- Opening Delimiter -

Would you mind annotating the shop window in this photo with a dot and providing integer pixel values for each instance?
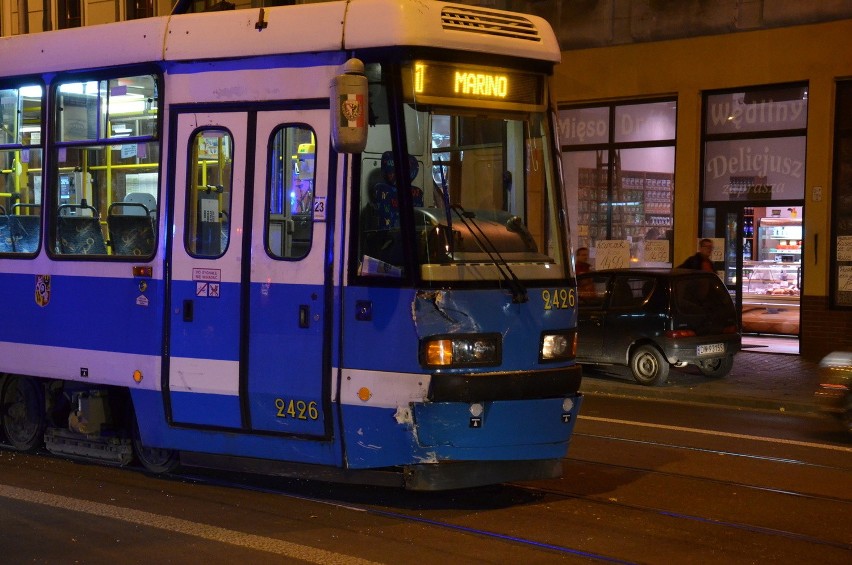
(755, 145)
(69, 13)
(20, 168)
(136, 9)
(841, 228)
(106, 176)
(618, 162)
(208, 212)
(289, 224)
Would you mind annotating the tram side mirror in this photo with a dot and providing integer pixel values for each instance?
(349, 108)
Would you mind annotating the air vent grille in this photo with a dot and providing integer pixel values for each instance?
(485, 22)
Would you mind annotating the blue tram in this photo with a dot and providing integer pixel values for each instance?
(323, 240)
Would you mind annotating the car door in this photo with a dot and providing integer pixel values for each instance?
(592, 289)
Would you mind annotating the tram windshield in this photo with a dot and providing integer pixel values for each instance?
(472, 194)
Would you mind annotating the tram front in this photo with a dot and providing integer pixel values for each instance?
(459, 316)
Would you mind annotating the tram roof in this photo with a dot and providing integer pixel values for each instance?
(304, 28)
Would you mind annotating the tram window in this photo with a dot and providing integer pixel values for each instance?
(20, 168)
(105, 188)
(289, 222)
(208, 210)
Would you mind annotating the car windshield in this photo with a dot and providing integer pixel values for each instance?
(479, 184)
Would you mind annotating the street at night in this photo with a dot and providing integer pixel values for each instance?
(646, 481)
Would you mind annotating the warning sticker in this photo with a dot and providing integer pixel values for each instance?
(210, 290)
(210, 275)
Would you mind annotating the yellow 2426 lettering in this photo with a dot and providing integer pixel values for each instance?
(297, 409)
(558, 298)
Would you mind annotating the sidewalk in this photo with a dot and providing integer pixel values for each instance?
(767, 381)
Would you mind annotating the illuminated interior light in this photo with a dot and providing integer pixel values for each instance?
(419, 77)
(439, 352)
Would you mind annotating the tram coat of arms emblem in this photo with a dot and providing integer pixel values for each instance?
(42, 294)
(352, 110)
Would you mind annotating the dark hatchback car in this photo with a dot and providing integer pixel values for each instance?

- Closing Delimiter -

## Work request
Extract the text of all the records above verbatim, excluding pictures.

## Problem solution
Would you mind annotating the shop window in this photo with a dot and providing integer pixel values for each instance?
(755, 145)
(69, 13)
(20, 168)
(136, 9)
(841, 228)
(106, 176)
(618, 162)
(208, 212)
(289, 224)
Would you mind annotating the tram side mirror in this photo with a dot and providing integer pixel values for each instance?
(349, 108)
Would you mind annotating the air vent grille in this photo with a dot and providing integer pixel values for each instance?
(485, 22)
Would you mind annotating the blue tram in this photo with a dot and providing integer pixel values for each instance?
(323, 240)
Would you mind annotating the car door in this photo with a dot and providing integer pixel values for each instance?
(592, 289)
Would you mind annotating the tram windshield in this photo with a dot and providing integer pixel values for each instance?
(472, 194)
Would you mind annotating the tram front in this photo with a dot and providing integer pixel values for each instance?
(459, 316)
Would you mind annotating the tram roof in this photo with a dot and providing integer pixel values for each instance?
(304, 28)
Would you mind annotating the tram window in this photo with a dot and providing integer pixel values for each instance?
(20, 168)
(105, 188)
(289, 222)
(208, 210)
Would you mind annotating the car windshield in this photo with a dot and providing integer pixel values for each instance?
(479, 184)
Would you mind annotating the street at night in this photo with a dot and providing integer pixel values for each instance?
(646, 481)
Would you mind annotating the warning sticker in this photo with a dot and providing integer pixel values for each instance?
(210, 290)
(210, 275)
Would you mind annotating the yellow 2426 lettering in this photo with a dot and providing integer pixel values for each instance?
(297, 409)
(558, 298)
Would you mind annotating the sidewalk in this photo with a dot and providing integer pixel values for each instance?
(767, 381)
Would you mind annotating the illuminated interior light in this photo with a dot and providing integer pixel values for each instance?
(419, 77)
(439, 352)
Would you mind annotating the tram coat of arms emblem in this photo with a dot and providing integer pixel values for each instance?
(42, 294)
(352, 110)
Would you mind annotating the dark hatchback car in this photo with a dot and providing integer pixel values for each instance?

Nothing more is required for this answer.